**TASK DESCRIPTION**
Reproduce the part of the memoir review that starts with "With the pace" and goes on through "abuse of power.".

**PASSAGE FOR REVIEW**
*** Block opens ***
With the pace and tension of a psychological thriller, Crawford revisits these events both through the eyes of the fifteen-year-old and with new adult insight. She details the mental and physical anguish of the assault and its traumatic aftereffects. By showing St. Paul’s as a microcosm of society, Crawford reveals the underlining mechanisms that permit systemic abuse of power.
Notes on a Silencing is a gripping and powerful memoir, one that will stay with you long after you finish reading it.

A few quotes:

“The simplest way I can tell the story of my assault is to describe how the boys made me feel I was no longer a person. The first violation was erasure.”

“In bearing witness, we’re trying to correct a theft of power via a story. But power and stories, while deeply interconnected, are not the same things. One is rock, the other is water. Over time, long periods of time, water always wins.”

“If one of the great sources of misery for all high schoolers is the illusion that high school will never end, the reach of power implied (and wielded) by the alumni and trustees of St. Paul’s School threatened that in our particular case, that nightmare was real.”

“We were people on this earth. This life was all we had. It was all we fucking had, and life, my life, could not be determined by cruelty like this. It could not be allowed to stand.”

“If the first violation of the boys who assaulted me was the way they made me feel erased, it was exactly this injury that the school repeated, and magnified, when it created its own story of the assault. This time the erasure was committed by men whose power over me was socially conferred rather than physically wielded, by men who—some of them—had never ever been in a room with me. They still never have.”
*** Block closes ***
[Collected data entries]
*** Block opens ***
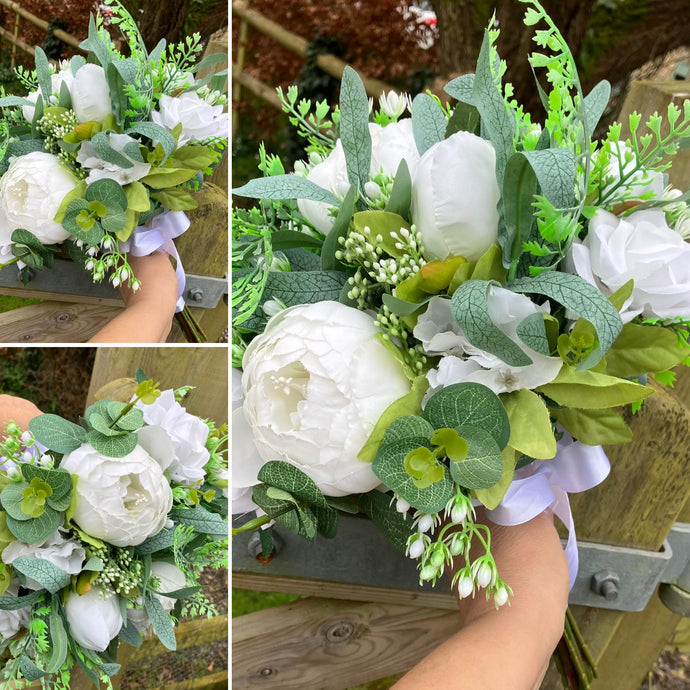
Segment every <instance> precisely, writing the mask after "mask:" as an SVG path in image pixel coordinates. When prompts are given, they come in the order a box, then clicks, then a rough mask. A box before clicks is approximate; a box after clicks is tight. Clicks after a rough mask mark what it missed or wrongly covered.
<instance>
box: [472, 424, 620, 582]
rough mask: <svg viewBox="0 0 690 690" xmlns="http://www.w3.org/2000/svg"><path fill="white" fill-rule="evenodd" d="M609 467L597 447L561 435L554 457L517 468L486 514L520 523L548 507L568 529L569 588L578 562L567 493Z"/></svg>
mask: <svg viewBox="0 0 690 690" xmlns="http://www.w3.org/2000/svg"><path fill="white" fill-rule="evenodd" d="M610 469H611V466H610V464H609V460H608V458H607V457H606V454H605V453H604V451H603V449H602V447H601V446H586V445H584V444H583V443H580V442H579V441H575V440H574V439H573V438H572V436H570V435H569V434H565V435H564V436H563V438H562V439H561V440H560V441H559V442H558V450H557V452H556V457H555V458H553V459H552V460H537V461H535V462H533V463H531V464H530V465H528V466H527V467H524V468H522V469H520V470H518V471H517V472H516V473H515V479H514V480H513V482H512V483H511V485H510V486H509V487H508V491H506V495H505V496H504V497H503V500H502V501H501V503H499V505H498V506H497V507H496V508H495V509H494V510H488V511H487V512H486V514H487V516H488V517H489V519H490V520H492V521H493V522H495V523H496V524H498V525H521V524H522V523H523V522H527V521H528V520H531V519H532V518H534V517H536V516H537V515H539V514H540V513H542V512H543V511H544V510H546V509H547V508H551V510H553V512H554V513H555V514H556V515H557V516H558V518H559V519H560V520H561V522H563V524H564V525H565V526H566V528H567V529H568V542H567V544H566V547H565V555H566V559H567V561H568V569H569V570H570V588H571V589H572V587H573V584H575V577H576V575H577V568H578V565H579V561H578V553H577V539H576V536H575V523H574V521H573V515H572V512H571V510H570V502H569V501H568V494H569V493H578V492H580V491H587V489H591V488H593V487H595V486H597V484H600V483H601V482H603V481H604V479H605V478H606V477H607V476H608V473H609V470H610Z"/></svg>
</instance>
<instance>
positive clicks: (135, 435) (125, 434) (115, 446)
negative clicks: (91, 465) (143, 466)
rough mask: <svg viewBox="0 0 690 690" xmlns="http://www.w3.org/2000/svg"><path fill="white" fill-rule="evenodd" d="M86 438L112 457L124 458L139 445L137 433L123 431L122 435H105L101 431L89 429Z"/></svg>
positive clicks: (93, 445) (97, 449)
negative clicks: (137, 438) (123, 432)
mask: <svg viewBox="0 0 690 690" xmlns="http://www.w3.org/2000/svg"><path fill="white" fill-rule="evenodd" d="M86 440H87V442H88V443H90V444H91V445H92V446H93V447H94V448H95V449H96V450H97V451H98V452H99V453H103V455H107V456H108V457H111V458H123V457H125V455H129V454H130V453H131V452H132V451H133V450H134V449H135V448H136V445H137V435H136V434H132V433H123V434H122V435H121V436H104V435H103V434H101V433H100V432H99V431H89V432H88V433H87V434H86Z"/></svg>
*** Block closes ***
*** Block opens ***
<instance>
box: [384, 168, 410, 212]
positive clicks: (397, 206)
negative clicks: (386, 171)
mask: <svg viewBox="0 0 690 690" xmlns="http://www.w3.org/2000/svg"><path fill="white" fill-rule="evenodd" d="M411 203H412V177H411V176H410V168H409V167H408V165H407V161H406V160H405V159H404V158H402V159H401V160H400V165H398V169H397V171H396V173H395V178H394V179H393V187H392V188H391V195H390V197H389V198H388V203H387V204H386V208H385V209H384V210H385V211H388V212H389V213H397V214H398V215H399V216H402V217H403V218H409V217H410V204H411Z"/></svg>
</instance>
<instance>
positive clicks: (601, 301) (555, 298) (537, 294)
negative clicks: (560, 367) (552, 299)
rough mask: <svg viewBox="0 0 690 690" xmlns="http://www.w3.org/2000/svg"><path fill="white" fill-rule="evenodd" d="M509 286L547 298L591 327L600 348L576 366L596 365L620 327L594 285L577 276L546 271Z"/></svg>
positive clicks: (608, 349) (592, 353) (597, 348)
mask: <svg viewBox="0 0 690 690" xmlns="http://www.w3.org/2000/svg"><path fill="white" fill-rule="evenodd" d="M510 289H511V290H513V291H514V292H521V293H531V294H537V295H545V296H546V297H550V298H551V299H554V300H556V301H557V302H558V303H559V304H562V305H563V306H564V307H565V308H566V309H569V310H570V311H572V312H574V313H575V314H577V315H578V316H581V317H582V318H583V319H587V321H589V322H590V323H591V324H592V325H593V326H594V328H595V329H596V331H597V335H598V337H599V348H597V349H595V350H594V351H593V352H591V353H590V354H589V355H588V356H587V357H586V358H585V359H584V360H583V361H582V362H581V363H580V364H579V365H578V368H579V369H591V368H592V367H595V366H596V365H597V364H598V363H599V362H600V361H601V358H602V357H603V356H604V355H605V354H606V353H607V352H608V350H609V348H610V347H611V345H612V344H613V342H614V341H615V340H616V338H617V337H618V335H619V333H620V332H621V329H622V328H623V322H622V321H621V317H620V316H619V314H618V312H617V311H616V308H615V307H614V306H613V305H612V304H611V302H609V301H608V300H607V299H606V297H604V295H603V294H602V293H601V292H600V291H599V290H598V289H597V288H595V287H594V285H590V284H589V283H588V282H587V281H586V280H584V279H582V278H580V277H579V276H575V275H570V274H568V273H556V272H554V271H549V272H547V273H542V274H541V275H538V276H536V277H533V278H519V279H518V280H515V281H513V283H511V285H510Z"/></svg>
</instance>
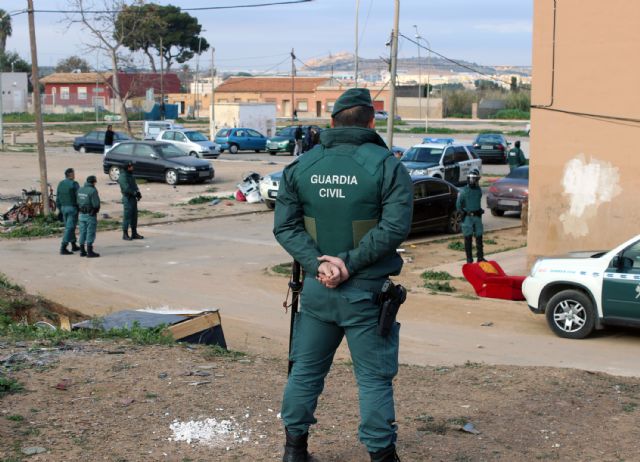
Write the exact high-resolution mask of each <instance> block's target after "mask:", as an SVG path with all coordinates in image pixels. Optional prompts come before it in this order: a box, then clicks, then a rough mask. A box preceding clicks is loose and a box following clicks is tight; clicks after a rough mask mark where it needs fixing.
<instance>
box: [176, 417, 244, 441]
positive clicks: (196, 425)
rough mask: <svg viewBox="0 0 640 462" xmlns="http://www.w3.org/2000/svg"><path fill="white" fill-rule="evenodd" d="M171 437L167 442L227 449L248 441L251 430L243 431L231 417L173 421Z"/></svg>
*** Block closes ***
**SOLUTION**
With the pace and tension of a psychological thriller, Crawford revisits these events both through the eyes of the fifteen-year-old and with new adult insight. She details the mental and physical anguish of the assault and its traumatic aftereffects. By showing St. Paul’s as a microcosm of society, Crawford reveals the underlining mechanisms that permit systemic abuse of power.